Entries for pointing and labeling
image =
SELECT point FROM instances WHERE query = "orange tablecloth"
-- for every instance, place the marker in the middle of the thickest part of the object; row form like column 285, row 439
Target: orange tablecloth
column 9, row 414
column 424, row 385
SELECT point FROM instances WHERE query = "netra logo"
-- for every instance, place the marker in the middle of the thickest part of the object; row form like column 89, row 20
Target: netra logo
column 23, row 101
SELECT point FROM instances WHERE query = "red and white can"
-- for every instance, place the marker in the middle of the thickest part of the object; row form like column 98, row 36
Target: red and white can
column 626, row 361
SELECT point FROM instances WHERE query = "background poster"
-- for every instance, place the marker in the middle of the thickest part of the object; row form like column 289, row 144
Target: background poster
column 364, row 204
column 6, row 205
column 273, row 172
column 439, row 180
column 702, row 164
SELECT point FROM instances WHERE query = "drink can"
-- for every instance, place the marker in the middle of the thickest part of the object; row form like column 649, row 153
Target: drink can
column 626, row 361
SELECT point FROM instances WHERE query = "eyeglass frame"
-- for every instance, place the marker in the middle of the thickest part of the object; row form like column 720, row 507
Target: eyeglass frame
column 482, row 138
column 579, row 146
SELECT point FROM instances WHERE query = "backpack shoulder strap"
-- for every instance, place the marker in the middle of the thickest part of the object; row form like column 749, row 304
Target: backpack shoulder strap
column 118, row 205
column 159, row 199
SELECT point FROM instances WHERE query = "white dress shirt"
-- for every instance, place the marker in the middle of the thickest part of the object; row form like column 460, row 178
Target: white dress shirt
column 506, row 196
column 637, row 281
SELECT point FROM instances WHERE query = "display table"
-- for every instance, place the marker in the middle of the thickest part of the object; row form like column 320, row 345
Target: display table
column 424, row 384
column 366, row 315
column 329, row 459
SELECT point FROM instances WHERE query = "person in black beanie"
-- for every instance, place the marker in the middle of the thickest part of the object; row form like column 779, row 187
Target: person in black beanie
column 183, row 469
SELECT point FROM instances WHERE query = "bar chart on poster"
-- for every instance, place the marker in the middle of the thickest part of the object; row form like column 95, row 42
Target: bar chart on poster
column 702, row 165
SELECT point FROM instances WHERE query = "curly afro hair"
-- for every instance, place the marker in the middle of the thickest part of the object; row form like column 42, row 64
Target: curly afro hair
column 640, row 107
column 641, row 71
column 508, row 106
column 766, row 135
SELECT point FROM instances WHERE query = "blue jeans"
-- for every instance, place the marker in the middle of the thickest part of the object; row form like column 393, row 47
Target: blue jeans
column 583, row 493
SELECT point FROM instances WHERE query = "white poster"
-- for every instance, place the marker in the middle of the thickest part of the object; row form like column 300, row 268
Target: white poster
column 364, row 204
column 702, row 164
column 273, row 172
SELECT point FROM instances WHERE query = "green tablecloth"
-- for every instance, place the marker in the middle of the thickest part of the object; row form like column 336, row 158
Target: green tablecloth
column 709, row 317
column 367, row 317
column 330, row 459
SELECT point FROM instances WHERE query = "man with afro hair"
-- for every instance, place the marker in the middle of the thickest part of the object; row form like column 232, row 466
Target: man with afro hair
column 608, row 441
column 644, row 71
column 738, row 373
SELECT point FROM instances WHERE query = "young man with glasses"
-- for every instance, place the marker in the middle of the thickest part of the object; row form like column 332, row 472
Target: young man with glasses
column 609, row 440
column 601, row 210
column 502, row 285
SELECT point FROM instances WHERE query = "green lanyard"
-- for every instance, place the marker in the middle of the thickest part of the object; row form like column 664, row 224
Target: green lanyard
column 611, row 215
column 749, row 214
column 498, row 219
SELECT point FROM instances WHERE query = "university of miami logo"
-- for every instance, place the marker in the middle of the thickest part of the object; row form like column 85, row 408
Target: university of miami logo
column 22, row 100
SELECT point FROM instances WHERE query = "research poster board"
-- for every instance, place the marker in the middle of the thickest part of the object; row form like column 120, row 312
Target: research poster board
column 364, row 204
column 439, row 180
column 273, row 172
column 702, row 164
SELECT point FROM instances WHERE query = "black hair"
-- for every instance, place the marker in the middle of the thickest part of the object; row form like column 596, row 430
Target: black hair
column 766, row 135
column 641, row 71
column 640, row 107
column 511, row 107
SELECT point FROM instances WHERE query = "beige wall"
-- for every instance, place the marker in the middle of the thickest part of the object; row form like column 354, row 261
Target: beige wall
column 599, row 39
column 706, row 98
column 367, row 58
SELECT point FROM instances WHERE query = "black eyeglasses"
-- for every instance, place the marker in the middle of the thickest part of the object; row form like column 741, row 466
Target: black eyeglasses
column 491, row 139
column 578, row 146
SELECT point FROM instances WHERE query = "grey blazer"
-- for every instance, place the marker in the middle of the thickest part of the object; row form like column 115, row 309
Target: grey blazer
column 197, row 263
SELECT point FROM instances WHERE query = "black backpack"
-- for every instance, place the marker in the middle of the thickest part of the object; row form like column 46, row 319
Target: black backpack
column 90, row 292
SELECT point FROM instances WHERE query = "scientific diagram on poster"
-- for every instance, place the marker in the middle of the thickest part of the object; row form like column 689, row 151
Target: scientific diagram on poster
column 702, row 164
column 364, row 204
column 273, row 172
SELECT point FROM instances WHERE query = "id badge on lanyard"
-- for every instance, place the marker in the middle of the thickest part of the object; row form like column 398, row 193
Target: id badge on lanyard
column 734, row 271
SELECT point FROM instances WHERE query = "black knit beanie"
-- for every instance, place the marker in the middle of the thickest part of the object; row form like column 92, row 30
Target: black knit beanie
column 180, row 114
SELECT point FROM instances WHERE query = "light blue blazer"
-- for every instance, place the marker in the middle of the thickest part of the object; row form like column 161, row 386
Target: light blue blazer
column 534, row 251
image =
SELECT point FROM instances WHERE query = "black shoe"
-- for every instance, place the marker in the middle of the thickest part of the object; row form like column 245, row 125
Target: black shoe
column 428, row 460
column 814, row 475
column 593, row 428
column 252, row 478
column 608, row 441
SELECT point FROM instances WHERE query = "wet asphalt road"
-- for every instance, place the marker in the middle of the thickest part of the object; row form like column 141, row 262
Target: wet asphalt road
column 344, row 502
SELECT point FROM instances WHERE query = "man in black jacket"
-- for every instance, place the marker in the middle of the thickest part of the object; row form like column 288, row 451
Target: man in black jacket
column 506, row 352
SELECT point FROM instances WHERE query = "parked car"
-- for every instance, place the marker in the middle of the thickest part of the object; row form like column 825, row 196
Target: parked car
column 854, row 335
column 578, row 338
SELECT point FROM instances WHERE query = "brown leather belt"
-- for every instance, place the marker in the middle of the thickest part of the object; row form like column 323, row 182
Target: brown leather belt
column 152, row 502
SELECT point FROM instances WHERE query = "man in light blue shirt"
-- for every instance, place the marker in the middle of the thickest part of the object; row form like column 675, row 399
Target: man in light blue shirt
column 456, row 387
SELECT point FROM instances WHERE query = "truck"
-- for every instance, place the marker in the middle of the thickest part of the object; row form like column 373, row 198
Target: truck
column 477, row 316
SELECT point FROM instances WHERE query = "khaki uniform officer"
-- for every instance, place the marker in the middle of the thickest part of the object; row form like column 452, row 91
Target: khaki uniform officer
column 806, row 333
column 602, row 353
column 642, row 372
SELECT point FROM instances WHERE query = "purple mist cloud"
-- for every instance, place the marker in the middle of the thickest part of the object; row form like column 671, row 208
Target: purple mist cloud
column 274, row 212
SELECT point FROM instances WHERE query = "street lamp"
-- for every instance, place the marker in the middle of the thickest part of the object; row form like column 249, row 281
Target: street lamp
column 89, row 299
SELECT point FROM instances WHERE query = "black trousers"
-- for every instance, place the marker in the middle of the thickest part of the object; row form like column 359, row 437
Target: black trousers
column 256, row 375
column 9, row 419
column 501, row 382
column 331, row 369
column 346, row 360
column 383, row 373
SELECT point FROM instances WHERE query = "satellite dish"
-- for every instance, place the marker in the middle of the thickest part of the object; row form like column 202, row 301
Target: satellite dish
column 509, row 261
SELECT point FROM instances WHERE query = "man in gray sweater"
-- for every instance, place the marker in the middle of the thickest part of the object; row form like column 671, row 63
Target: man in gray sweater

Objective :: Reproduce the rows word for word, from the start through the line containing "column 23, row 101", with both ends included.

Answer to the task ::
image =
SELECT point FROM instances WHERE query = "orange tablecloth"
-- for every instance, place the marker in the middle of the thickest part of the object; row form like column 285, row 439
Target: orange tablecloth
column 9, row 414
column 424, row 385
SELECT point FROM instances WHERE query = "netra logo"
-- for every instance, place the marker in the middle of the thickest part of the object; row form like column 89, row 20
Target: netra logo
column 23, row 101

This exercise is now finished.